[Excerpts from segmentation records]
↓↓↓

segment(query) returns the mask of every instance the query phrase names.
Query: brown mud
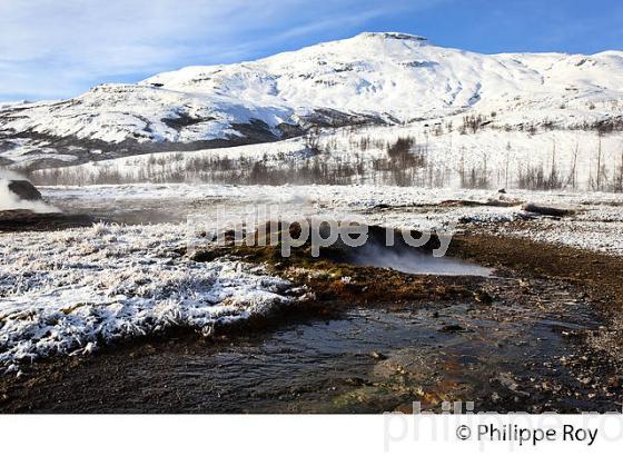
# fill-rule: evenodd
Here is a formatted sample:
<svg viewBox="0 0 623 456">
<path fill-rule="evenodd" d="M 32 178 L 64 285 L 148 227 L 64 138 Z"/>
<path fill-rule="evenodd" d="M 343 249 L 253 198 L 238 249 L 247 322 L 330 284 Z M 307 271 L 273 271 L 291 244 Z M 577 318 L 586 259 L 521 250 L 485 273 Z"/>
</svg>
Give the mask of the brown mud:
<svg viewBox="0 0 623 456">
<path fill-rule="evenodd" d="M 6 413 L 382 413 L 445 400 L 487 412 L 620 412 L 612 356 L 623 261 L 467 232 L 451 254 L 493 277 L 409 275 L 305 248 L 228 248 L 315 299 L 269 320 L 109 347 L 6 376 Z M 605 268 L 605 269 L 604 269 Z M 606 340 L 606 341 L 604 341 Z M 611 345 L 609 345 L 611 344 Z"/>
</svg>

↑↑↑
↓↓↓

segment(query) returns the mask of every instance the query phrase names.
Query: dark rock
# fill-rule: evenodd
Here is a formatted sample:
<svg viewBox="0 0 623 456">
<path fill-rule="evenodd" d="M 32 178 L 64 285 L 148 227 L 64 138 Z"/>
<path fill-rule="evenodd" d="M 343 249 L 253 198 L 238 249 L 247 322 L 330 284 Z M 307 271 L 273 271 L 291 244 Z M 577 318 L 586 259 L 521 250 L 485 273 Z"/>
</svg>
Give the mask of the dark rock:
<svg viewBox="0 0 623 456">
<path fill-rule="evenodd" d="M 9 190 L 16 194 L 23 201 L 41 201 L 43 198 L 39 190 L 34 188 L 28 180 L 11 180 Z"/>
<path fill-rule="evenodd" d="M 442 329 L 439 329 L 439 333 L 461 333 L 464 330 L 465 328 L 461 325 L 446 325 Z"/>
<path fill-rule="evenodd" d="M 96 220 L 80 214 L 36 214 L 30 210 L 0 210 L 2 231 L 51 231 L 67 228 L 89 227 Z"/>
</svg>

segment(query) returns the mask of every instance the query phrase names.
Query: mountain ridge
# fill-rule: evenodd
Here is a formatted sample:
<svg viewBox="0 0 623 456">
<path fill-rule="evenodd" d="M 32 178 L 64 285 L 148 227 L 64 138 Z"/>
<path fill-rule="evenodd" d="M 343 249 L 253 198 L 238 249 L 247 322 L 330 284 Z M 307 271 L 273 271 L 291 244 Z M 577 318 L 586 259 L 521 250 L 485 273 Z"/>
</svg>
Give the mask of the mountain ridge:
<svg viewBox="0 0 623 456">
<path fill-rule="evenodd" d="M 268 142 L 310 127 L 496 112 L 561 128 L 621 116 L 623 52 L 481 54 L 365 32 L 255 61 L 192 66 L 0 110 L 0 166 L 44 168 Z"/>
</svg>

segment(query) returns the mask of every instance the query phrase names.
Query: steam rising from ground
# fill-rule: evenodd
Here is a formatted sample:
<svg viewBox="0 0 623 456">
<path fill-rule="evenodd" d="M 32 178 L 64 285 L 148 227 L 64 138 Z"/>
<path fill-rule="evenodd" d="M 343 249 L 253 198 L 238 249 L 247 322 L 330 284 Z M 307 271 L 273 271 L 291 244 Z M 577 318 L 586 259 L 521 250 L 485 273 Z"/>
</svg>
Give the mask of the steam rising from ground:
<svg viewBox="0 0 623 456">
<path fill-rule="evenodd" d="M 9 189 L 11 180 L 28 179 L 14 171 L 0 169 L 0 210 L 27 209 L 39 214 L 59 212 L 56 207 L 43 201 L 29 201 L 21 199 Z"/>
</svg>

↑↑↑

Task:
Collect each line of the records that contains the string "rock", and list those lines verbatim.

Solution to this problem:
Query: dark rock
Give the mask of the dark rock:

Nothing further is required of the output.